Exercise requirements »
Leaving out the pictures, retype all the material exactly.

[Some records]
↓↓↓
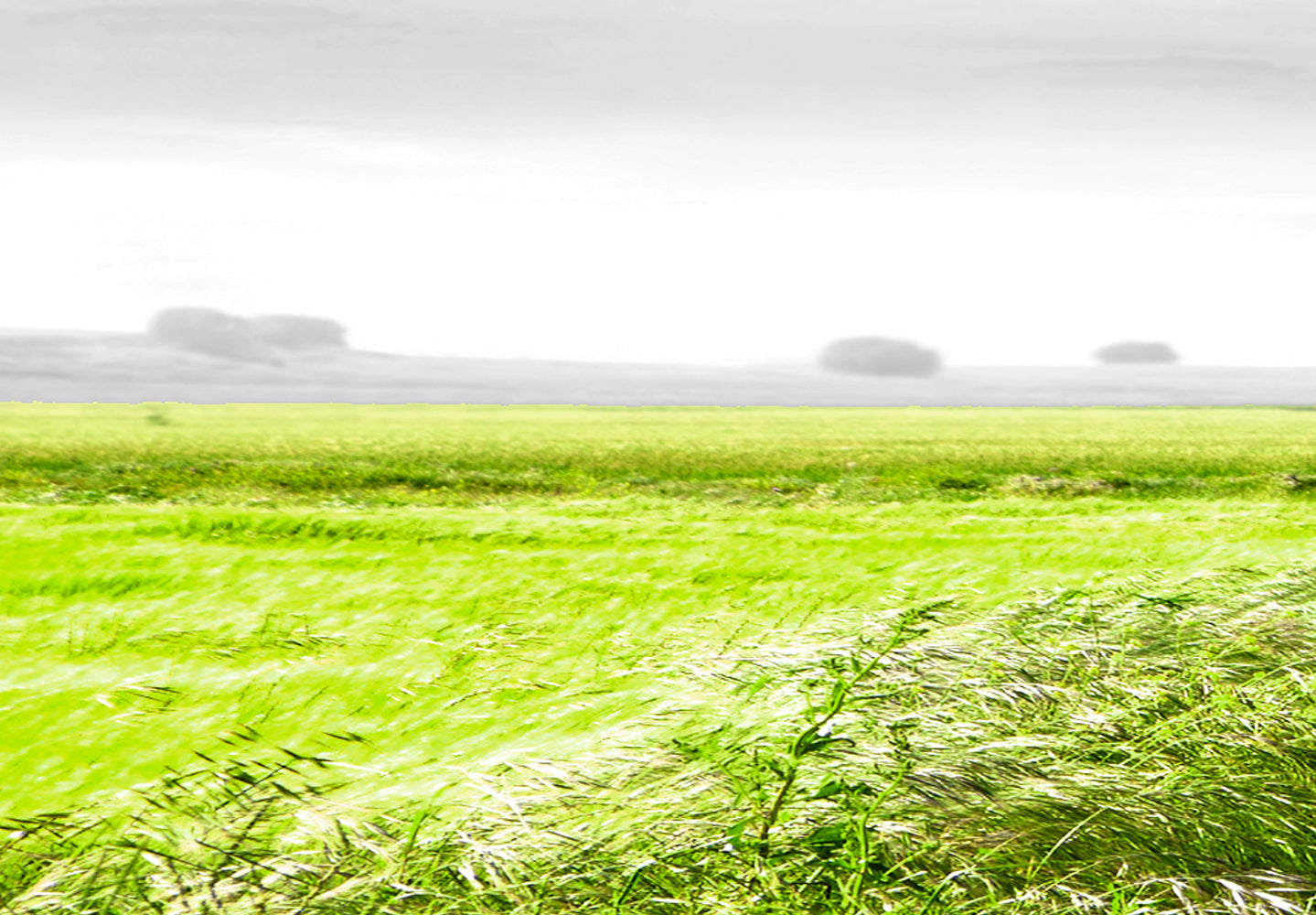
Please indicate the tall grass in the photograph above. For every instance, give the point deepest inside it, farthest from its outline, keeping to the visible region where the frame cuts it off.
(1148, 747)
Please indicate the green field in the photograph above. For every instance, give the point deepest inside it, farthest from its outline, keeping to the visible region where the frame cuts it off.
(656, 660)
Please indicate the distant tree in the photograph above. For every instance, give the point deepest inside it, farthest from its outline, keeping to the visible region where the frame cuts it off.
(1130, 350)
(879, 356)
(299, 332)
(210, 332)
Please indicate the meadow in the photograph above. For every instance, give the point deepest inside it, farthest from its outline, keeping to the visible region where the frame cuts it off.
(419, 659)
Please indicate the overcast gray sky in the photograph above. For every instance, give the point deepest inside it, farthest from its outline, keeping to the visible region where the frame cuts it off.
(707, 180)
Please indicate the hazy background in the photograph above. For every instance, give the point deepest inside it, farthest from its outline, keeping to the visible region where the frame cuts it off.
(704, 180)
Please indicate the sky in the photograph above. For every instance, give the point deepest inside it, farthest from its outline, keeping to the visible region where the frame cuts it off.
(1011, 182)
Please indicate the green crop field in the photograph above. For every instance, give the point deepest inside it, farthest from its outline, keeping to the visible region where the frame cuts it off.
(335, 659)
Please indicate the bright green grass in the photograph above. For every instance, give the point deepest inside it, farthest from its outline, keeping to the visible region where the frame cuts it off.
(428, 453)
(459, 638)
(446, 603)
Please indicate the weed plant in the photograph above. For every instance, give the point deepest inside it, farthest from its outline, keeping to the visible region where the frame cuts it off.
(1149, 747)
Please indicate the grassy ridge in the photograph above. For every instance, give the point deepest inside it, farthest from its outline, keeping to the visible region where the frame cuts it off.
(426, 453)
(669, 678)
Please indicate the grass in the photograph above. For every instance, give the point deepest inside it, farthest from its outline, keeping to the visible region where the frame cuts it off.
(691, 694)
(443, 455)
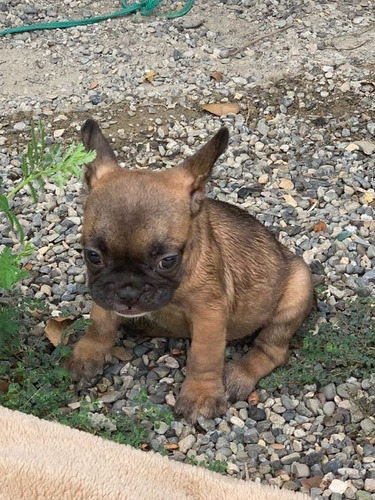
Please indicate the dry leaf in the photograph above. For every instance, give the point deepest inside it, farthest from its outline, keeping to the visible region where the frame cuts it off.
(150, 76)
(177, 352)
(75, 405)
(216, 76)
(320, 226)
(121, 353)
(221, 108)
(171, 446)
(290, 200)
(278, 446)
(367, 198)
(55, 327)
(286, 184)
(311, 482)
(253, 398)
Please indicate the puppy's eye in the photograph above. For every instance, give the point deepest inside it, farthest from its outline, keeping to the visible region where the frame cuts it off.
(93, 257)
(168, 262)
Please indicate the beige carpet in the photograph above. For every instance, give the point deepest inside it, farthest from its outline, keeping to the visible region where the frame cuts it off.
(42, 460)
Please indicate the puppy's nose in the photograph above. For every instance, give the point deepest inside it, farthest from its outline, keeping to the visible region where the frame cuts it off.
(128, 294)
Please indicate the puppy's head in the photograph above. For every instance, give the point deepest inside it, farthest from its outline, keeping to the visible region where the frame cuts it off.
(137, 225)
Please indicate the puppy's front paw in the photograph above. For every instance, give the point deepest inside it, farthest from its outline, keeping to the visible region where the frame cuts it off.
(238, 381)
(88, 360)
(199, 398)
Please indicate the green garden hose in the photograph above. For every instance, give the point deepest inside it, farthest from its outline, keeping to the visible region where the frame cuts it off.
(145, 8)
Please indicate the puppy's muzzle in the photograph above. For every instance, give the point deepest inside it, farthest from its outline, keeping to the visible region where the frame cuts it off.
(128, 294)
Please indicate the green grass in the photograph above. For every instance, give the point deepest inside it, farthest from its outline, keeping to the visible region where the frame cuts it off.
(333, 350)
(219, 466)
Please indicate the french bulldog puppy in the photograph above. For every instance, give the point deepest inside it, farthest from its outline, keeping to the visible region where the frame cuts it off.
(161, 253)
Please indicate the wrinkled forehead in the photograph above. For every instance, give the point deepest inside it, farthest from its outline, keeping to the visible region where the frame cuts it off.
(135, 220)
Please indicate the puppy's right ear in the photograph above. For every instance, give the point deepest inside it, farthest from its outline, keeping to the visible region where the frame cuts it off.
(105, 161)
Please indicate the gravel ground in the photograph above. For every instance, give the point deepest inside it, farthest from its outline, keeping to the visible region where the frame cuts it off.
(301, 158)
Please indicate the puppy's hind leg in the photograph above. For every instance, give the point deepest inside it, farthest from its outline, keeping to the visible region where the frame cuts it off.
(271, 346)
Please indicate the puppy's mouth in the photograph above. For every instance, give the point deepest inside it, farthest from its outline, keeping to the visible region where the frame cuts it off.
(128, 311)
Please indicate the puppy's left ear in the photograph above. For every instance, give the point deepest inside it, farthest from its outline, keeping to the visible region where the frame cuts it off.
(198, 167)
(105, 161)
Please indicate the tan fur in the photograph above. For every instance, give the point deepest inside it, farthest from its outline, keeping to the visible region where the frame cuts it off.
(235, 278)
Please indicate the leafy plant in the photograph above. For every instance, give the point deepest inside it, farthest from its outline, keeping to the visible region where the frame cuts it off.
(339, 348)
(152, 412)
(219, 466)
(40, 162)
↑↑↑
Result of the exercise »
Please indicate the tall grass in the photograph above. For every instance, give the point deepest inside it, farthest from its outline, keeping to the visible region where the frame cuts it off.
(1148, 747)
Please indicate the green field in the photograph above. For every instance, give the point deepest inside it, farthest from its outline, keeping to the visible region where the frame cuts it off.
(656, 660)
Please indicate the distant tree in the photograph above. For every instance, give the point deepest inside it, farthest from its outline, keeping to the visible region where the frame cuts it off.
(1130, 350)
(879, 356)
(299, 332)
(210, 332)
Please indicate the meadow in the photograph above. For every instance, give the point deepest inside it, farthest from its outline, keeping to the visible region where the frame cuts it off.
(419, 659)
Please indicate the overcast gray sky in the photograph above. For every instance, give the point deepest inside it, farthest from its outline, keeping to the visible region where the frame cuts it off.
(707, 180)
Please indicate the hazy background in the photograph above. For every instance, give the point deepest inside it, farthest from its outline, keeping to the visible region where the frame cuts it off.
(704, 180)
Please indicate the sky in the photograph above. For every instance, give the point deepest inside it, farthest from its outline, keeping to the visible region where the frame cuts it off.
(1011, 182)
Please indicate the green crop field in the photograph above. For every instance, give the point deepest inside it, farthest from its outline, keeping to the visible region where the frame cuts it off.
(335, 659)
Please indicate the bright green grass in the photograph above. For every instance, give the point deepest inside it, farthest from its outline, keeping to the visible region where the frame cuts it off.
(428, 453)
(459, 638)
(446, 603)
Please indicate the weed plant in the photograph above. For every instance, give the point deepest inside it, farthest from its outline, keeping to the visible region where the frame cuts it off.
(1149, 747)
Please indicate the grassy ridge in the photograph above. For every instance, give the point deepest inside it, farthest from its outline, keeping to the visible region where the frame cuts it off.
(426, 453)
(669, 678)
Please indicate the grass in the photograph above. For every instance, give the point deepest inside it, farthest from its outline, keeping to the visible region where the frame cuts it off.
(691, 694)
(443, 455)
Please indicate the dry leaf in the photograph above. For every instance, give the point deepest inside it, farthest from its outline, keeping to the visible region where the frame cuts it off.
(150, 76)
(177, 352)
(75, 405)
(216, 76)
(320, 226)
(121, 353)
(221, 108)
(171, 446)
(290, 200)
(278, 446)
(367, 198)
(55, 327)
(286, 184)
(311, 482)
(253, 398)
Please indicate the puppy's eye in the photograph above. For every instance, give the point deepest inside it, farthest from its outline, keeping to the visible region where the frame cuts it off.
(93, 257)
(168, 262)
Please indicate the beige carpet in the photograph above. For every instance, give the point deepest inside it, farthest from its outline, keeping to the visible region where the frame cuts it off.
(42, 460)
Please indicate the puppy's nose in the photograph above. For every instance, give the point deepest inside it, farthest from its outline, keeping to the visible region where the frame cuts it off.
(128, 294)
Please indicate the puppy's head in the photograph above. For every instance, give the point deepest inside it, farthest from its outline, keeping to the visible region where the frame cuts it off.
(137, 225)
Please indicate the puppy's front paw in the photograph above. For every instance, give the point deepest inside it, farthest from its outline, keeping to the visible region where the frame cuts it off.
(238, 381)
(88, 360)
(199, 398)
Please indicate the green garden hose in the photograph above. For every instance, give the point deepest inside it, farthest from its outline, keeping to the visible region where the frame cuts it off.
(145, 8)
Please indicate the puppy's muzzle in the photograph above. For every instance, give the point deepest inside it, farthest from its outline, keeping to the visible region where the frame cuts it off.
(128, 294)
Please indicate the green grass in the photograph above. For every instance, give the point deepest inside it, farthest from its outline, keeping to the visible region where the frame cuts it off.
(333, 350)
(219, 466)
Please indicate the french bulldog puppy in the photograph above. For every instance, give the point deepest inside it, farthest from its outline, keeping to the visible region where the frame cuts it off.
(161, 253)
Please indicate the wrinkled forehead in the photograph above. For every instance, give the point deepest inside it, farthest from its outline, keeping to the visible region where the frame cuts it off.
(135, 220)
Please indicate the puppy's right ear in the photograph above. For every instance, give the point deepest inside it, farthest from its outline, keeping to the visible region where the frame cuts it off.
(105, 161)
Please indicate the gravel ground in the photograph above. For every instance, give the point deepest inside it, farthest from its outline, keeping to the visible region where the frame cuts it off.
(301, 158)
Please indicate the puppy's hind leg in the photograph above. For every instance, give the point deepest inside it, farthest from its outline, keeping to the visible region where the frame cuts it off.
(271, 346)
Please indicate the puppy's mouth in the photograph above. For every instance, give the point deepest inside it, farthest from its outline, keeping to the visible region where the frame cuts it off.
(128, 311)
Please indicate the puppy's left ear in the photograph above. For every instance, give the point deepest inside it, farthest from its outline, keeping to the visible region where the frame cuts it off.
(198, 167)
(105, 161)
Please indicate the tan fur in the photograph above. For every instance, give the point deepest inside it, farthest from its outline, keeping to the visible region where the frame cuts it off.
(235, 278)
Please indicate the leafy plant in the photograph above. For every instance, give the point deepest inside it, farthest from its outline, keeping to the visible region where the frame cuts it off.
(339, 348)
(152, 412)
(219, 466)
(40, 162)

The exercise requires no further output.